● **RECORDED INFORMATION**:
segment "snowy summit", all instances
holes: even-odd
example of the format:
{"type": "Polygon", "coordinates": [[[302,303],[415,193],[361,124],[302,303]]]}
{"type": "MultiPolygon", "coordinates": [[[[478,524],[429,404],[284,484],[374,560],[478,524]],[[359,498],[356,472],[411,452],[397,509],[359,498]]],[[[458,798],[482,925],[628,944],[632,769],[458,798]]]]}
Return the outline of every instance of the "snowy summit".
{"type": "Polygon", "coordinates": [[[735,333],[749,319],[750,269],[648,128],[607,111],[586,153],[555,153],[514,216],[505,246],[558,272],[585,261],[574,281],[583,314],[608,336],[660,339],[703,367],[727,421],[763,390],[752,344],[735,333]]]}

● **ASSIGNED TASK**: All entries must be repeated exactly.

● **OUTPUT OF THE EXERCISE**:
segment "snowy summit", all instances
holes: even-odd
example of the format:
{"type": "Polygon", "coordinates": [[[302,303],[415,193],[361,124],[302,303]]]}
{"type": "MultiPolygon", "coordinates": [[[[478,524],[429,404],[284,484],[374,560],[478,524]],[[359,498],[356,472],[411,452],[397,509],[359,498]]],[[[458,798],[482,925],[628,944],[632,769],[458,798]]]]}
Return the outline of every instance of the "snowy summit".
{"type": "Polygon", "coordinates": [[[735,333],[749,319],[750,269],[648,128],[607,111],[586,153],[555,153],[514,216],[505,246],[558,272],[585,261],[574,281],[583,314],[608,336],[660,339],[703,367],[727,421],[763,390],[752,344],[735,333]]]}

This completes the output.